## TASK DETAILS
Reproduce every entry word for word.

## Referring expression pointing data
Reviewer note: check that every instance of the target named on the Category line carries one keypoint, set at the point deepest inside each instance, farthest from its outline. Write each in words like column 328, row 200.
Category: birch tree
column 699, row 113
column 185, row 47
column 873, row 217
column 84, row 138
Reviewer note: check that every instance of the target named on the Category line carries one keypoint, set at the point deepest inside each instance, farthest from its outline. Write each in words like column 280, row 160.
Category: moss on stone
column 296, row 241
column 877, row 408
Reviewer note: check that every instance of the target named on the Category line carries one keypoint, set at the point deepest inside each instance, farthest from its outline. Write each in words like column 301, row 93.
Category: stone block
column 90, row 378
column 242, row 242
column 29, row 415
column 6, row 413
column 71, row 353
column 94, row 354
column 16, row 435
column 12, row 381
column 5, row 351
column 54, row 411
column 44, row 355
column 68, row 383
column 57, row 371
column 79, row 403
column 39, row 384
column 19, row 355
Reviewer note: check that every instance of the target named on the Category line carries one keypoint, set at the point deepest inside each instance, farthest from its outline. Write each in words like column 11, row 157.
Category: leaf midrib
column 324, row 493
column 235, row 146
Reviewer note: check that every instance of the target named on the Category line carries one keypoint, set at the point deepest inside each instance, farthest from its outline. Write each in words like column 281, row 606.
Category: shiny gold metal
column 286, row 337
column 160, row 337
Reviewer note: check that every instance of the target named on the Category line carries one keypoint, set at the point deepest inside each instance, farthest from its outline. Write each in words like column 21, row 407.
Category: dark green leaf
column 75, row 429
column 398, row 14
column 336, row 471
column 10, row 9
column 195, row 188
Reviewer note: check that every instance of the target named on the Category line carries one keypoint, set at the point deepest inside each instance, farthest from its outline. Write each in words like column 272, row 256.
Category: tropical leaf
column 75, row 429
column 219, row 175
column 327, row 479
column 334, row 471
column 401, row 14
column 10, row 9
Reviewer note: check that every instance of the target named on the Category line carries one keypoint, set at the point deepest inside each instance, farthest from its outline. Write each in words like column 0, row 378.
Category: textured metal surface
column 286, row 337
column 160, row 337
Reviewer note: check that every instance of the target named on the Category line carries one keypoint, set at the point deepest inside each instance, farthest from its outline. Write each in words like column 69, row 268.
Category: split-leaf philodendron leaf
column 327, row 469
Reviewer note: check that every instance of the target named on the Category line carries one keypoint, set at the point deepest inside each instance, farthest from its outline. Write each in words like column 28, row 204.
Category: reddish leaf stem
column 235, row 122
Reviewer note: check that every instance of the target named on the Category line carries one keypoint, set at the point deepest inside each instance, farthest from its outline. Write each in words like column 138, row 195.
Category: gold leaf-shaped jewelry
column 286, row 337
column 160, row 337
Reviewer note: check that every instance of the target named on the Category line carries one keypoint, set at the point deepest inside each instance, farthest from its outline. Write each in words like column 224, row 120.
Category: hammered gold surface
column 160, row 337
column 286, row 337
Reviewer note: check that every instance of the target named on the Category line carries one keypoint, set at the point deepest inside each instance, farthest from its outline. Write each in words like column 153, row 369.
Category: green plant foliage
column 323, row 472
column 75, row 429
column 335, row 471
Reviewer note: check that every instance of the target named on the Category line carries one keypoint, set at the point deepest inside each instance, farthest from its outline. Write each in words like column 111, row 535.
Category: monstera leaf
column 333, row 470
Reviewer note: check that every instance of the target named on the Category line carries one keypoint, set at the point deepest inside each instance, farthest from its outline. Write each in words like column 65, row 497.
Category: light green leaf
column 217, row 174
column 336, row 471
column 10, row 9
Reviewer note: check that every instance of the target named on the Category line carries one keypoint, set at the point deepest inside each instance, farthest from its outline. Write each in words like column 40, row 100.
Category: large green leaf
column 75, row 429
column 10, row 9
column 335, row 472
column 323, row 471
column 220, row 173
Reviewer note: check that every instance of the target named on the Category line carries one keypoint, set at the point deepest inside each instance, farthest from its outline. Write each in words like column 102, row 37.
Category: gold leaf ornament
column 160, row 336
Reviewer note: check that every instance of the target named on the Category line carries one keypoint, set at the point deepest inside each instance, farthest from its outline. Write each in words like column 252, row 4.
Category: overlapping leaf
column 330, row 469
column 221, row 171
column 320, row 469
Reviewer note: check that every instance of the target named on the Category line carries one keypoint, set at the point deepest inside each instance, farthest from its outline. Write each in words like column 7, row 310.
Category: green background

## RESULT BELOW
Reviewer note: check that every instance of the target named on the Category line carries one keypoint, set at the point deepest inside each instance, farthest from its outline. Write each in words like column 328, row 200.
Category: birch tree
column 699, row 113
column 185, row 47
column 873, row 217
column 84, row 138
Reviewer note: check that every instance of the target named on the Category line carries one keypoint, set at the point deepest inside each instance, farthest from its outline. Write each in words like column 280, row 160.
Category: moss on stone
column 296, row 241
column 877, row 408
Reviewer note: check that every instance of the target named on the Category line carries one keypoint, set at the point deepest inside each instance, farthest from its outline. Write each in words like column 301, row 93.
Category: stone block
column 90, row 378
column 242, row 242
column 29, row 415
column 6, row 413
column 71, row 353
column 94, row 354
column 16, row 435
column 12, row 381
column 5, row 351
column 54, row 411
column 44, row 355
column 68, row 383
column 57, row 371
column 79, row 403
column 39, row 384
column 19, row 355
Reviewer note: check that every instance of the target named on the Category line carries one keypoint, set at the point deepest inside each instance, farthest from its outline. Write each in words like column 11, row 157.
Category: leaf midrib
column 324, row 493
column 235, row 146
Reviewer note: check that every instance of the target named on the Category line carries one keypoint, set at the point deepest inside each instance, farthest from its outline. Write each in words like column 281, row 606.
Category: shiny gold metal
column 286, row 337
column 160, row 337
Reviewer note: check that every instance of the target named on the Category line carries one keypoint, set at the point deepest inside each instance, farthest from its outline. Write each in words like column 21, row 407.
Category: dark green leaf
column 75, row 429
column 398, row 14
column 336, row 471
column 10, row 9
column 195, row 188
Reviewer note: check that every instance of the target named on the Category line carries one keypoint, set at the point deepest inside each instance, farthest from its outline. Write each in words like column 272, row 256.
Category: tropical leaf
column 75, row 429
column 219, row 175
column 327, row 479
column 334, row 471
column 401, row 14
column 10, row 9
Reviewer note: check that every instance of the target named on the Category line carries one keypoint, set at the point deepest inside each instance, farthest from its outline. Write each in words like column 0, row 378.
Category: textured metal surface
column 286, row 337
column 160, row 337
Reviewer note: check that every instance of the target named on the Category line carries one keypoint, set at the point deepest inside each instance, farthest from its outline. Write each in words like column 69, row 268.
Category: split-leaf philodendron leaf
column 327, row 469
Reviewer note: check that every instance of the target named on the Category line carries one keypoint, set at the point deepest inside each instance, farthest from its outline. Write each in words like column 28, row 204.
Category: reddish leaf stem
column 235, row 122
Reviewer note: check that every instance of the target named on the Category line carries one keypoint, set at the point deepest inside each instance, farthest from its outline. Write each in words like column 138, row 195.
Category: gold leaf-shaped jewelry
column 286, row 337
column 160, row 337
Reviewer note: check that every instance of the target named on the Category line carries one keypoint, set at the point deepest inside each instance, farthest from its outline. Write each in words like column 224, row 120.
Category: hammered gold surface
column 160, row 337
column 286, row 337
Reviewer note: check that every instance of the target named on the Category line carries one keypoint, set at the point deepest inside each instance, farthest from its outline. Write each in words like column 153, row 369.
Category: green plant foliage
column 323, row 472
column 75, row 429
column 335, row 471
Reviewer note: check that every instance of the target named on the Category line carries one keypoint, set at the point deepest inside each instance, farthest from its outline. Write each in words like column 111, row 535.
Category: monstera leaf
column 333, row 470
Reviewer note: check that every instance of the target named on the Category line carries one keypoint, set at the point deepest inside each instance, farthest from its outline. Write each in words like column 65, row 497.
Category: light green leaf
column 217, row 174
column 336, row 471
column 10, row 9
Reviewer note: check that every instance of the target named on the Category line carries one keypoint, set at the point deepest inside each instance, farthest from its outline. Write each in words like column 40, row 100.
Category: large green leaf
column 75, row 429
column 10, row 9
column 335, row 472
column 323, row 471
column 220, row 173
Reviewer note: check that every instance of the target named on the Category line carries one keypoint, set at the point deepest inside each instance, farthest from its outline. Write each in words like column 102, row 37.
Category: gold leaf ornament
column 160, row 336
Reviewer note: check that every instance of the target named on the Category line carries one keypoint, set at the point deepest inside each instance, farthest from its outline. Write each in words like column 252, row 4.
Category: overlapping leaf
column 330, row 469
column 221, row 171
column 320, row 469
Reviewer note: check that every instance of the target named on the Category line carries one keypoint, set at the point deepest inside each instance, farthest from its outline. Write each in words like column 7, row 310.
Category: green background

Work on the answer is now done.